Exercise instructions: Please give every entry again, replacing "office building" with "apartment block" and changing nothing else. Leave the pictures out.
>> begin Records for this task
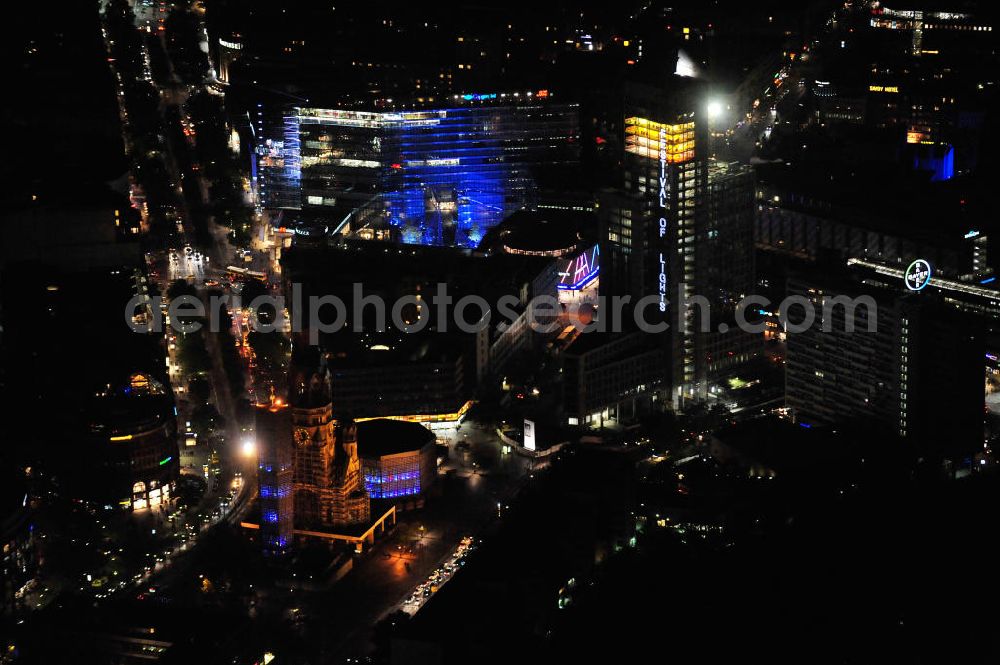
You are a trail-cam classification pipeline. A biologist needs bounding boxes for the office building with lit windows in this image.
[292,370,371,529]
[599,76,757,404]
[254,90,579,247]
[786,268,985,469]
>> end Records for this task
Solution to the problem:
You are a trail-cam classification pipeline. A biologist needs bounding boxes for the apartment block with lit windows in this image.
[292,370,371,529]
[599,76,757,404]
[254,90,579,247]
[786,268,985,469]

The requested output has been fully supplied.